The task: In full and without alteration, repeat the material.

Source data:
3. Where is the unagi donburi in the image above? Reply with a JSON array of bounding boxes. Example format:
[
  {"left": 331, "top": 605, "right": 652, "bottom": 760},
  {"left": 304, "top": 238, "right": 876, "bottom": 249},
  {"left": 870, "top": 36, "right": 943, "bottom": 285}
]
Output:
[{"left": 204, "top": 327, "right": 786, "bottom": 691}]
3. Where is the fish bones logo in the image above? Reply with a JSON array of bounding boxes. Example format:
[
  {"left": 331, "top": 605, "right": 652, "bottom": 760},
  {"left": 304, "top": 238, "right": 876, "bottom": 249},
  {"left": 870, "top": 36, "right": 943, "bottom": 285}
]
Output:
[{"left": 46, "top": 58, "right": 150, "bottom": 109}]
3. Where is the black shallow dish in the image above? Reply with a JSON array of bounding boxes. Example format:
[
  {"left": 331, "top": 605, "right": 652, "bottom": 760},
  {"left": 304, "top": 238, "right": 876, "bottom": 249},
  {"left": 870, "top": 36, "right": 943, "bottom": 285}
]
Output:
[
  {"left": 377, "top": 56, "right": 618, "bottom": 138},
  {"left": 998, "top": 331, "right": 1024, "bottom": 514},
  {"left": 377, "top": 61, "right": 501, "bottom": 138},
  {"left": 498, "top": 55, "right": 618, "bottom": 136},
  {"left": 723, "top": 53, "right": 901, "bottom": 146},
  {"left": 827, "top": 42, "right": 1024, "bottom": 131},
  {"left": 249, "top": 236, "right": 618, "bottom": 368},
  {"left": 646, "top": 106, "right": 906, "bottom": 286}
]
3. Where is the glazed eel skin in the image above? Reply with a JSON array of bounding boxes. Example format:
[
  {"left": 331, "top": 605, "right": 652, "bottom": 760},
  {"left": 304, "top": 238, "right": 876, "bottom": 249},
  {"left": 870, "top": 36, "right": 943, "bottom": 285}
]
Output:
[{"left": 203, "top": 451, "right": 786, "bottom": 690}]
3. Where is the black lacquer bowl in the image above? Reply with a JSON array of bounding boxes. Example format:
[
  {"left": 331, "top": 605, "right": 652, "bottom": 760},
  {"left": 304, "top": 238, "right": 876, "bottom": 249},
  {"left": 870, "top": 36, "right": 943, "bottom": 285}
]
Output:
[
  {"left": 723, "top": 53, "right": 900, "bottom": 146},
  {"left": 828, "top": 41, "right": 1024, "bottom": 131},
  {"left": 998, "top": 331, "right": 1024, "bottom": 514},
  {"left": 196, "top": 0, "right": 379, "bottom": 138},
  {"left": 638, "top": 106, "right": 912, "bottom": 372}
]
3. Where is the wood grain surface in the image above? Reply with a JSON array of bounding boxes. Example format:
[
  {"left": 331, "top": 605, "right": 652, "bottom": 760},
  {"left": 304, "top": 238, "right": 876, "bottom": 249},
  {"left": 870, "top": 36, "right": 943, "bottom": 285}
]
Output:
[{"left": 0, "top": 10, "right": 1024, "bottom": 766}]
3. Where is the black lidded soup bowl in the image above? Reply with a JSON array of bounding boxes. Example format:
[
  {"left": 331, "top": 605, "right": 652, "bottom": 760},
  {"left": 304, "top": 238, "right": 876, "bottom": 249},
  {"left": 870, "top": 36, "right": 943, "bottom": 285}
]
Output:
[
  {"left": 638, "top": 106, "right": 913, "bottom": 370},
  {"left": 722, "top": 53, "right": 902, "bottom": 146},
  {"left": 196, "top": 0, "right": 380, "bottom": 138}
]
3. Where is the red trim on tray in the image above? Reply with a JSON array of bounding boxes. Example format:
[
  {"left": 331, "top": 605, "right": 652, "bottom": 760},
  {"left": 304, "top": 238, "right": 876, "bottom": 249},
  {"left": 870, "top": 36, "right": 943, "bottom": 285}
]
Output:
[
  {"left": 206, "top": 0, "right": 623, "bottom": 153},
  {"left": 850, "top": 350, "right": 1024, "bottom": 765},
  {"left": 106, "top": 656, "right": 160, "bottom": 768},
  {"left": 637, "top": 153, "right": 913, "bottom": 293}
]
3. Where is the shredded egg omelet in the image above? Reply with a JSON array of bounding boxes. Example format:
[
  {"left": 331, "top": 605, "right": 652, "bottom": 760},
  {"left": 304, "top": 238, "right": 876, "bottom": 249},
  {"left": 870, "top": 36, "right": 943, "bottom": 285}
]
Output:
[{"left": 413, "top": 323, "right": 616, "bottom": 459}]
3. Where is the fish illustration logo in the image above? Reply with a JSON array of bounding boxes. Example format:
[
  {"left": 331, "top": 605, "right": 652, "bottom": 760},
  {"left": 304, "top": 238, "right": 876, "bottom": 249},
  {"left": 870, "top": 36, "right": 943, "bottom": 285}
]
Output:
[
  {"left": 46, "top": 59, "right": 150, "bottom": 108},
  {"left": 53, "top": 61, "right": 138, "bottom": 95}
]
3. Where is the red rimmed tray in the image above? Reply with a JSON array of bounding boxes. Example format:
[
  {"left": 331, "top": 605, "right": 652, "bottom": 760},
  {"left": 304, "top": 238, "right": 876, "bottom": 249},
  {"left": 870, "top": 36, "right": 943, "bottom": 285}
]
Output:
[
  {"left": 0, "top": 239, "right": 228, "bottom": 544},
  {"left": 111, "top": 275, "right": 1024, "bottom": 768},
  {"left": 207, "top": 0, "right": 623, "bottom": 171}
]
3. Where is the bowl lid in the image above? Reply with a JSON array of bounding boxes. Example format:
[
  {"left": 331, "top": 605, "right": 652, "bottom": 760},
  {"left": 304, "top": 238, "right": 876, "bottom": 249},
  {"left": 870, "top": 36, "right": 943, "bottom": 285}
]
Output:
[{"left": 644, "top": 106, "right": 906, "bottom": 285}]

Exercise output:
3. Where is the unagi donburi in the image above? Reply with a JSON array of bounding boxes. Example format:
[
  {"left": 331, "top": 605, "right": 652, "bottom": 760},
  {"left": 304, "top": 238, "right": 876, "bottom": 249},
  {"left": 870, "top": 36, "right": 943, "bottom": 285}
]
Output:
[{"left": 204, "top": 327, "right": 786, "bottom": 691}]
3. Where is the fish bones logo in the image above? Reply with a JSON array of bounding boxes. Example format:
[
  {"left": 331, "top": 605, "right": 652, "bottom": 760},
  {"left": 304, "top": 238, "right": 876, "bottom": 249},
  {"left": 870, "top": 36, "right": 943, "bottom": 285}
]
Output:
[{"left": 46, "top": 58, "right": 150, "bottom": 109}]
3. Where is the black shallow dish in the image above? Reply with a JSON array of bounding boxes. Example format:
[
  {"left": 331, "top": 605, "right": 652, "bottom": 760},
  {"left": 304, "top": 238, "right": 876, "bottom": 249},
  {"left": 870, "top": 36, "right": 943, "bottom": 285}
]
Output:
[
  {"left": 377, "top": 56, "right": 618, "bottom": 138},
  {"left": 998, "top": 331, "right": 1024, "bottom": 514},
  {"left": 377, "top": 61, "right": 501, "bottom": 138},
  {"left": 498, "top": 55, "right": 618, "bottom": 136},
  {"left": 723, "top": 53, "right": 901, "bottom": 146},
  {"left": 827, "top": 42, "right": 1024, "bottom": 131},
  {"left": 249, "top": 236, "right": 618, "bottom": 368},
  {"left": 646, "top": 106, "right": 906, "bottom": 286}
]
3. Where is the glazed eel skin in the image above? Reply with a JSON array of bounding boxes. Example format:
[
  {"left": 331, "top": 605, "right": 652, "bottom": 760},
  {"left": 304, "top": 238, "right": 876, "bottom": 249},
  {"left": 870, "top": 36, "right": 943, "bottom": 285}
]
Output:
[{"left": 203, "top": 451, "right": 786, "bottom": 690}]
3. Where is the black lacquer bowl in the image above? Reply with a JSON array of bounding boxes. Example format:
[
  {"left": 331, "top": 605, "right": 652, "bottom": 760},
  {"left": 304, "top": 238, "right": 876, "bottom": 249},
  {"left": 870, "top": 36, "right": 943, "bottom": 285}
]
Output:
[
  {"left": 723, "top": 53, "right": 900, "bottom": 146},
  {"left": 828, "top": 41, "right": 1024, "bottom": 131},
  {"left": 998, "top": 331, "right": 1024, "bottom": 514},
  {"left": 196, "top": 0, "right": 379, "bottom": 138},
  {"left": 638, "top": 106, "right": 912, "bottom": 372}
]
3. Where is the wood grain surface in the image above? Reply with a JSON array of bounding boxes. Example format:
[
  {"left": 331, "top": 605, "right": 652, "bottom": 760},
  {"left": 304, "top": 238, "right": 876, "bottom": 249},
  {"left": 870, "top": 36, "right": 943, "bottom": 285}
]
Output:
[{"left": 0, "top": 10, "right": 1024, "bottom": 766}]
3. Where is the black lidded soup bowl in the image above? Reply with a JSON array of bounding boxes. Example format:
[
  {"left": 331, "top": 605, "right": 652, "bottom": 760},
  {"left": 304, "top": 238, "right": 876, "bottom": 249},
  {"left": 870, "top": 36, "right": 943, "bottom": 285}
]
Output:
[
  {"left": 638, "top": 106, "right": 913, "bottom": 370},
  {"left": 722, "top": 53, "right": 902, "bottom": 146},
  {"left": 196, "top": 0, "right": 380, "bottom": 138}
]
3. Where is the red trim on tray in the image above? Reply with a JSON array of bounding boxes. Example format:
[
  {"left": 331, "top": 605, "right": 652, "bottom": 760},
  {"left": 304, "top": 238, "right": 876, "bottom": 249},
  {"left": 870, "top": 36, "right": 943, "bottom": 285}
]
Output:
[
  {"left": 206, "top": 0, "right": 623, "bottom": 153},
  {"left": 850, "top": 350, "right": 1024, "bottom": 765},
  {"left": 106, "top": 656, "right": 160, "bottom": 768},
  {"left": 637, "top": 153, "right": 913, "bottom": 293}
]
3. Where is the shredded egg omelet in the image above? Reply with a JSON array of bounding boxes. Example format:
[
  {"left": 331, "top": 605, "right": 652, "bottom": 760},
  {"left": 304, "top": 238, "right": 876, "bottom": 249},
  {"left": 870, "top": 36, "right": 943, "bottom": 285}
]
Output:
[{"left": 413, "top": 323, "right": 616, "bottom": 459}]
3. Where is the fish illustration logo in the image above? Reply with a JSON array of bounding boxes. Example format:
[
  {"left": 331, "top": 605, "right": 652, "bottom": 760},
  {"left": 304, "top": 238, "right": 876, "bottom": 249},
  {"left": 870, "top": 36, "right": 943, "bottom": 285}
]
Output:
[
  {"left": 46, "top": 59, "right": 150, "bottom": 108},
  {"left": 53, "top": 61, "right": 138, "bottom": 95}
]
3. Where is the red rimmed tray in the image above? Reply with a JSON array of bounding boxes. Example format:
[
  {"left": 331, "top": 605, "right": 652, "bottom": 760},
  {"left": 304, "top": 238, "right": 876, "bottom": 249},
  {"left": 870, "top": 36, "right": 943, "bottom": 285}
]
Output:
[
  {"left": 0, "top": 239, "right": 228, "bottom": 544},
  {"left": 111, "top": 275, "right": 1024, "bottom": 768},
  {"left": 207, "top": 0, "right": 623, "bottom": 171}
]
3. Where is the bowl lid in the image above? Reply with a JSON array of bounding boxes. Example format:
[
  {"left": 331, "top": 605, "right": 652, "bottom": 760},
  {"left": 304, "top": 238, "right": 876, "bottom": 249},
  {"left": 870, "top": 36, "right": 943, "bottom": 285}
]
Output:
[{"left": 644, "top": 106, "right": 906, "bottom": 285}]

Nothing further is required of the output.